▶ Page excerpt:
In 1977 IPEC imported two Argosys followed by a further two in 1978. In 1979, IPEC commenced operating services between Melbourne, Sydney and Brisbane using chartered East-West Airlines Fokker F27 Friendships. A Douglas DC-9 was purchased in 1982.

In October 1979, IPEC purchased British freight company Sayer Transport Group. In December 1980 it purchased Skypack International with operations in 26 countries. IPEC owned the Angus & Robertson publishing business until selling it to News Corporation in May 1981. In 1983 Skypack International was sold to Thomas Nationwide Transport.

In 1983 Mayne Nickless purchased a 50% shareholding. In 1998 IPEC was purchased by Toll and rebranded Toll IPEC.

In July 2007, Toll Holdings Limited acquired Victorian Express Pty Ltd which provided intrastate express freight services within Victoria.

===Global Express===
Toll Global Express was a logistics and transportation division of the group. In 2012 it had plans to extend its compressed natural gas-powered fleet to more than 70 trucks. In 2014 it announced a $150-million, 71,000-square-metre, parcel-sorting centre near Melbourne Airport, to be built in partnership with Australia Pacific Airports.

Toll agreed to sell the division to Allegro Funds in April 2021. In 2022 it was rebranded Team Global Express. The Toll Shipping business was rebranded Strait Link.

Texel Air Australasia also won a contract in March 2024 for Team Global Express, operating with B737-800 converted freighters under the call sign "Team Air".

▶ Excerpted data:
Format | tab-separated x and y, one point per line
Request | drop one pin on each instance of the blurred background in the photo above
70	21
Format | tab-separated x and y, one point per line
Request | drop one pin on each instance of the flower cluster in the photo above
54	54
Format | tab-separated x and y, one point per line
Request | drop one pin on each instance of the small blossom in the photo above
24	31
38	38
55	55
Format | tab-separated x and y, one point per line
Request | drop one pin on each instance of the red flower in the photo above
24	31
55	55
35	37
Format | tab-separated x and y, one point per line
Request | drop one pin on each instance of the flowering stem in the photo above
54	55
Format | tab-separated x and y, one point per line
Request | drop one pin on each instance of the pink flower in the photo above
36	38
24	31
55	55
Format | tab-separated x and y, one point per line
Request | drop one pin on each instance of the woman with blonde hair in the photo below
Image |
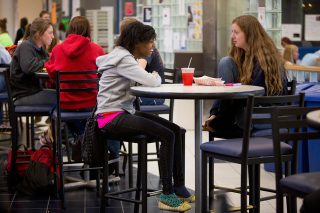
253	60
291	54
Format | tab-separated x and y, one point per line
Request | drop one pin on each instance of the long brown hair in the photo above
263	50
39	26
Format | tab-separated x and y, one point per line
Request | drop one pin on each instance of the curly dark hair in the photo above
134	34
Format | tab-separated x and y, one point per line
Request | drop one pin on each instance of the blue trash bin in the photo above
307	157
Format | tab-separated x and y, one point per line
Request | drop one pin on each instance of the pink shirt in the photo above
105	118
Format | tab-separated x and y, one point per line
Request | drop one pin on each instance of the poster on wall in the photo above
166	16
147	15
312	27
129	8
292	31
194	13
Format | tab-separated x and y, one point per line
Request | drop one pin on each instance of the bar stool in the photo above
141	184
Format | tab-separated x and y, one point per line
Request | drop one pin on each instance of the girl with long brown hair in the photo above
253	60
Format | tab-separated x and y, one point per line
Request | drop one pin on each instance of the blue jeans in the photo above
228	113
77	127
228	70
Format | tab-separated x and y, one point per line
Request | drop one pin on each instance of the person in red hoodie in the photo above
76	53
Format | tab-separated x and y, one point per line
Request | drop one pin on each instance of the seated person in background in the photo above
253	60
116	114
26	35
151	63
29	58
285	41
5	39
291	54
311	59
5	58
21	30
77	53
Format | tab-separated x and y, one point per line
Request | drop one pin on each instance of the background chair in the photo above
258	130
296	185
248	151
67	84
20	111
141	185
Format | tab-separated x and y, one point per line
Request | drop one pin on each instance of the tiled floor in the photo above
85	200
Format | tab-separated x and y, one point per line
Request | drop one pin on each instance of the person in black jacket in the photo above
21	30
29	58
253	60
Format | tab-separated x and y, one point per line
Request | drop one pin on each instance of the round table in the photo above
197	93
313	119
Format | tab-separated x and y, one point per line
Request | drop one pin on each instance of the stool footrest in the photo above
123	199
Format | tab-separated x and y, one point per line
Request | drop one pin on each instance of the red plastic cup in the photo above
187	76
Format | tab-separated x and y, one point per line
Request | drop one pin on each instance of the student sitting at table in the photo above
291	54
151	63
253	60
116	114
29	58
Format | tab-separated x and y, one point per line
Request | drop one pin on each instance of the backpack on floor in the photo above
39	177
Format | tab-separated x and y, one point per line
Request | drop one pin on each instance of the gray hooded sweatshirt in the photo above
120	71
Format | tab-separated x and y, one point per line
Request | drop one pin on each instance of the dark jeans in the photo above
160	129
311	203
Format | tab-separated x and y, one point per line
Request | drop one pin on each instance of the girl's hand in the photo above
206	125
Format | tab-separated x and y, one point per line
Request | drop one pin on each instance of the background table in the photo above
197	93
313	119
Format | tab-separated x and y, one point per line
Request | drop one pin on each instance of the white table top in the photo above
313	119
178	91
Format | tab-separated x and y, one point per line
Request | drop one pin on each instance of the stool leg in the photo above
32	126
211	182
183	141
144	178
130	165
27	132
158	156
103	199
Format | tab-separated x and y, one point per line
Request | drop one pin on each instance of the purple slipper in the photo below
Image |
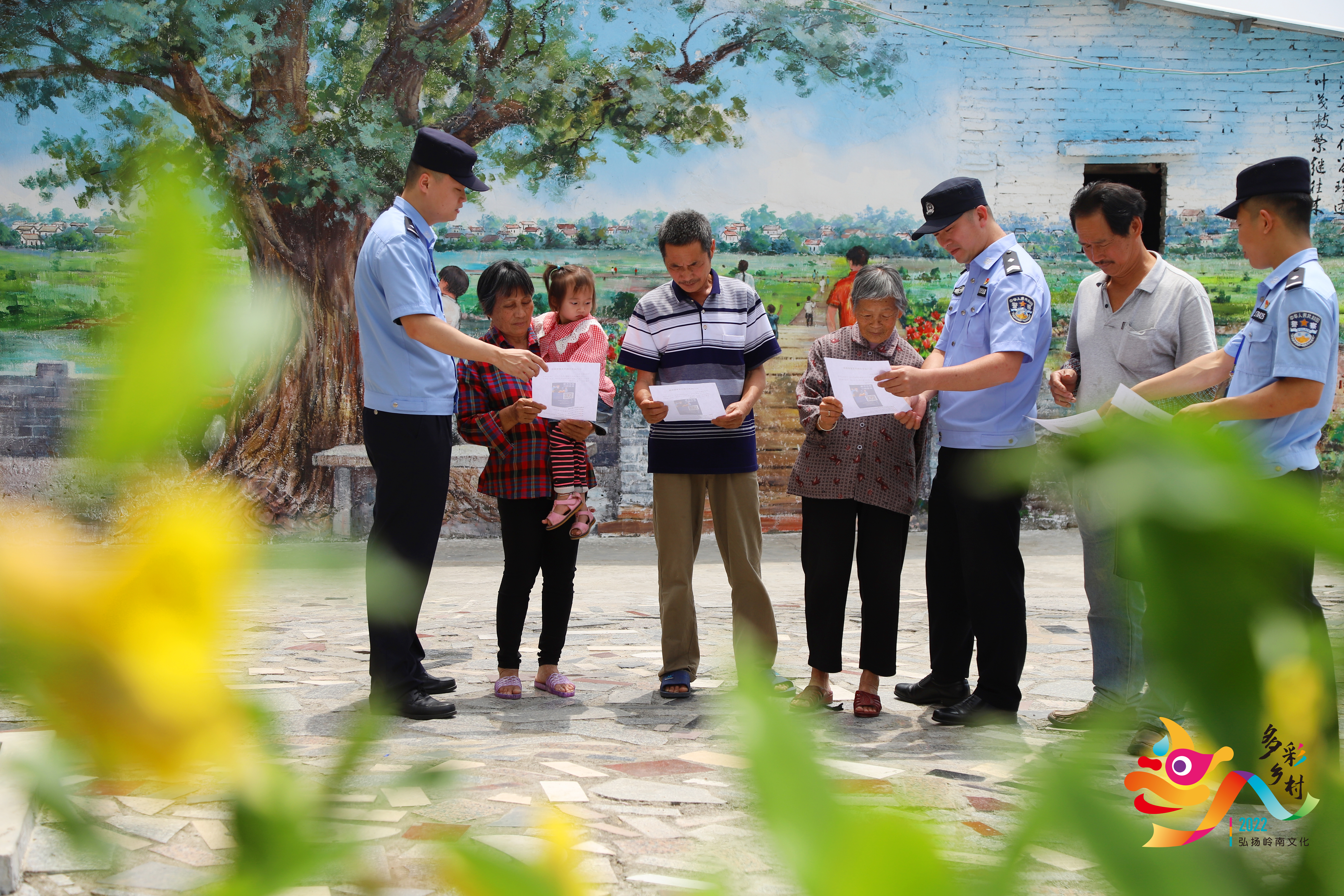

▶ Prompt 1: According to the IPEC history excerpt, who did Toll agree to sell its Global Express division to in April 2021?
▶ Prompt 2: Write out the IPEC history excerpt from "In July 2007, Toll" up to and including "rebranded Strait Link.".
The records come from a source unrelated to the text.

▶ Exercise output 1: Allegro Funds.

▶ Exercise output 2:
In July 2007, Toll Holdings Limited acquired Victorian Express Pty Ltd which provided intrastate express freight services within Victoria.

===Global Express===
Toll Global Express was a logistics and transportation division of the group. In 2012 it had plans to extend its compressed natural gas-powered fleet to more than 70 trucks. In 2014 it announced a $150-million, 71,000-square-metre, parcel-sorting centre near Melbourne Airport, to be built in partnership with Australia Pacific Airports.

Toll agreed to sell the division to Allegro Funds in April 2021. In 2022 it was rebranded Team Global Express. The Toll Shipping business was rebranded Strait Link.